- **Ausgewählter Textauszug**
--------

Bahn will Park-Chaos am Hauptbahnhof beseitigen Mitarbeiter haben aber keine Vollzugsgewalt

Gerd Bayer und Türk Martin sehen etwas durchfroren aus. Seit acht Uhr früh stehen sie vor dem Hauptbahnhof, Nordeingang, Europaplatz, wo ihnen der Wind kalt um die Ohren pfeift. Sie ziehen die blauen Mützen ihrer Uniformen ins Gesicht. Doch zum Aufwärmen in den Bahnhof können sie nicht gehen. Denn sie haben einen Auftrag: Sie sollen für Ordnung sorgen, und zwar vor dem Bahnhof. Bayer und Martin gehören zu den zehn neuen „Service-Mitarbeitern“ der Bahn, die seit Montagmorgen im Einsatz sind. Sie arbeiten zu zweit, in zwei Schichten, von 8 bis 18 Uhr.

Die Bahn reagiert mit dem Ordnereinsatz, der versuchsweise nur bis Ende April dauern soll, auf die chaotische Verkehrssituation am Hauptbahnhof mit seinen täglich 300 000 Besuchern. Zwar endet vor den Türen des Gebäudes die Verantwortung des Unternehmens. Doch das zuständige Ordnungsamt des Bezirks Mitte hat zu wenig Mitarbeiter, um dort zu kontrollieren. „In einem Bezirk mit 314 000 Einwohnern haben wir nur 28 Mitarbeiter im Außendienst“, klagt eine Sprecherin. „Der Hauptbahnhof gehört nicht zu ihren Prioritäten – trotz der wuseligen Verkehrsführung.“

Die Hauptbeschäftigung von Bayer und Martin besteht darin, Autofahrer auf Parkverbotsschilder aufmerksam zu machen. Zwar können sie auf der rechten Fahrbahnseite der schmalen Zufahrt zum Bahnhof eine halbe Stunde lang parken. Aber auf der linken Seite dürfen sie lediglich halten. Sprich: drei Minuten stehen und beim Auto bleiben. Bisher hatten Hunderte Autofahrer ihre Wagen dort jeden Tag einfach abgestellt und waren im Bahnhof verschwunden. Die Zufahrt war für Feuerwehrfahrzeuge versperrt, und am Wendekreis kam es wegen der Enge regelmäßig zu Staus und Wutausbrüchen. Bahnfahrer beschwerten sich, dass sie sich mit ihrem Gepäck durch die parkenden Autos kämpfen müssten.

--------

- **Aufgabenstellung 1**
Bis wann soll der Ordnereinsatz der Bahn laut dem Textauszug versuchsweise dauern?
- **Aufgabenstellung 2**
Fassen Sie den Textauszug in zwei Sätzen zusammen.
- **Aufgabenstellung 3**
Geben Sie aus dem Textauszug alles von „Gerd Bayer und“ bis hinunter zu „bis 18 Uhr.“ wortgetreu wieder.
Die anschließende Auflistung wird zur Bearbeitung nicht benötigt.

--------

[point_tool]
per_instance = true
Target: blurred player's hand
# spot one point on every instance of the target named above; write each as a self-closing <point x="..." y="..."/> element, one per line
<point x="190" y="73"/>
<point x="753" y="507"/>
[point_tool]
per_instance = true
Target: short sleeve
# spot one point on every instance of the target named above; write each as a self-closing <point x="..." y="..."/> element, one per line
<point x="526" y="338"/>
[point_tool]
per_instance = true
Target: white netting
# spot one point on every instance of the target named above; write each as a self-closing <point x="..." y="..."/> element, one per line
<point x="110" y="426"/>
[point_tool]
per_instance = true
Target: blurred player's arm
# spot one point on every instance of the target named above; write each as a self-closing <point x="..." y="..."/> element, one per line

--------

- **Vollständige Antwort 1**
Bis Ende April.

- **Vollständige Antwort 2**
Als Reaktion auf die chaotische Verkehrssituation am Hauptbahnhof setzt die Bahn seit Montagmorgen versuchsweise zehn neue Service-Mitarbeiter vor dem Gebäude ein, da das zuständige Ordnungsamt des Bezirks Mitte zu wenig Mitarbeiter für Kontrollen hat. Diese machen vor allem Autofahrer auf Parkverbotsschilder aufmerksam, nachdem bisher Hunderte täglich ihre Wagen an der Zufahrt abgestellt und diese damit für Feuerwehrfahrzeuge versperrt hatten.

- **Vollständige Antwort 3**
Gerd Bayer und Türk Martin sehen etwas durchfroren aus. Seit acht Uhr früh stehen sie vor dem Hauptbahnhof, Nordeingang, Europaplatz, wo ihnen der Wind kalt um die Ohren pfeift. Sie ziehen die blauen Mützen ihrer Uniformen ins Gesicht. Doch zum Aufwärmen in den Bahnhof können sie nicht gehen. Denn sie haben einen Auftrag: Sie sollen für Ordnung sorgen, und zwar vor dem Bahnhof. Bayer und Martin gehören zu den zehn neuen „Service-Mitarbeitern“ der Bahn, die seit Montagmorgen im Einsatz sind. Sie arbeiten zu zweit, in zwei Schichten, von 8 bis 18 Uhr.